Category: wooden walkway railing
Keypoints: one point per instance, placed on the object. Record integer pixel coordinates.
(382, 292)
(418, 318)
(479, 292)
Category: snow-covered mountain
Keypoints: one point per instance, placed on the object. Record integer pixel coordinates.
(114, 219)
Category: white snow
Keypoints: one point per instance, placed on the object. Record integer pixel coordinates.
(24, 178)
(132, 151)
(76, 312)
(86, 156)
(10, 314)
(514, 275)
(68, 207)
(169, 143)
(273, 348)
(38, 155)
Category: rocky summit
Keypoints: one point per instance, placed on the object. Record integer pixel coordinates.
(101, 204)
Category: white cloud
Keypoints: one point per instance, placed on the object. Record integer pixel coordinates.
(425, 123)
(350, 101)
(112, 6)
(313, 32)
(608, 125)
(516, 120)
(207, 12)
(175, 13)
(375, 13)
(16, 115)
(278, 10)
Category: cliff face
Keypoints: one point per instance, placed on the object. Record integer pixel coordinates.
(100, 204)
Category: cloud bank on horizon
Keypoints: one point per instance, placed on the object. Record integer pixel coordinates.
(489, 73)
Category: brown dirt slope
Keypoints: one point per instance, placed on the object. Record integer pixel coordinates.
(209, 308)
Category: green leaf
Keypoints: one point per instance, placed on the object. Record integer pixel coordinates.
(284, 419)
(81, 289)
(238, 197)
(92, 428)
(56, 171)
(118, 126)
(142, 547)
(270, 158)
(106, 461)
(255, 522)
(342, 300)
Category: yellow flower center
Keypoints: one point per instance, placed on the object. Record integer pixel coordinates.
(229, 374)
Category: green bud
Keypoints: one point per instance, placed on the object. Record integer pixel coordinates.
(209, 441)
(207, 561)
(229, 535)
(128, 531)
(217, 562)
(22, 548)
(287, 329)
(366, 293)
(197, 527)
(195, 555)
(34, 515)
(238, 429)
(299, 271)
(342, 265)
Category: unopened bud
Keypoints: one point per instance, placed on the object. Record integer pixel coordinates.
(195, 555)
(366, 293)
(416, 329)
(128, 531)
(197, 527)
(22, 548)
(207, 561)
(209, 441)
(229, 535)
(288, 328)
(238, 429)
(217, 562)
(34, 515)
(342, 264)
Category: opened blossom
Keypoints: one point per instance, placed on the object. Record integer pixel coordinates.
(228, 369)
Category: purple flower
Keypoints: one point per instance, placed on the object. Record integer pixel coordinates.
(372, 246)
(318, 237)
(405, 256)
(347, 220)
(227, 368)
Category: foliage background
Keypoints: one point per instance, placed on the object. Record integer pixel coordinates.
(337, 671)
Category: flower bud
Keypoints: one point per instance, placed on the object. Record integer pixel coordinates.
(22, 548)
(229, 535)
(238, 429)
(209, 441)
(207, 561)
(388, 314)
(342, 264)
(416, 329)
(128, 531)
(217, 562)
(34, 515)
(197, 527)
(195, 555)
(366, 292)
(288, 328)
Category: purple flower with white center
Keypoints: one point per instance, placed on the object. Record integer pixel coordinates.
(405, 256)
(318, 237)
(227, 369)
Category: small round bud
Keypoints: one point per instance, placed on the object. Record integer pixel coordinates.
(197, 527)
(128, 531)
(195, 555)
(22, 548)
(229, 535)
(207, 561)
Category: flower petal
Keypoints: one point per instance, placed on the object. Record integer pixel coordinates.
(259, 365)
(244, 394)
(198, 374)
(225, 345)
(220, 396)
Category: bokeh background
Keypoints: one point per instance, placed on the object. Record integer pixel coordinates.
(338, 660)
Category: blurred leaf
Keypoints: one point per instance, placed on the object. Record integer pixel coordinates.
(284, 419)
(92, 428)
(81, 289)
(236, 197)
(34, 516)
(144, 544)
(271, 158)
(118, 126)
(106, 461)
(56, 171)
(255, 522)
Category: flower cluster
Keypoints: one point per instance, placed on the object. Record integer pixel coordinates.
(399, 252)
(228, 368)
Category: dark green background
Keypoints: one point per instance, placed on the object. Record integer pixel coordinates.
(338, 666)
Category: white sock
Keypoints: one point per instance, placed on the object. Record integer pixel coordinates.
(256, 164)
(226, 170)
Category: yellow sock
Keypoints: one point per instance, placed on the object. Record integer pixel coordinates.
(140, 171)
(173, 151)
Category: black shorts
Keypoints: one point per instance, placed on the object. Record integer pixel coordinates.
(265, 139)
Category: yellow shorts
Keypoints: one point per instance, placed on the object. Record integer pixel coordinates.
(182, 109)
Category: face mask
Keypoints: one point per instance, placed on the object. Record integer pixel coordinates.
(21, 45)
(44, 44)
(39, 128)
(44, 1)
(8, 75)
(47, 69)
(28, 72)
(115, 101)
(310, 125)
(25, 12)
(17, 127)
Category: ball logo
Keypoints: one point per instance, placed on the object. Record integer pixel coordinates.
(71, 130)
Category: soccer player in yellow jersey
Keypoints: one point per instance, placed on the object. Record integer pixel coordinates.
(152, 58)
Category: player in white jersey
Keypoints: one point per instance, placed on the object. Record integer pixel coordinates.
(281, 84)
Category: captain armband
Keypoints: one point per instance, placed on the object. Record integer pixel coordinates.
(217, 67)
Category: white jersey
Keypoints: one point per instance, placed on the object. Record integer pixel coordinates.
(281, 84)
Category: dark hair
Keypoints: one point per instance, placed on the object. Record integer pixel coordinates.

> [What you should do]:
Scan the entries above and return each line that holds "sock".

> [Exercise output]:
Category: white sock
Category: yellow sock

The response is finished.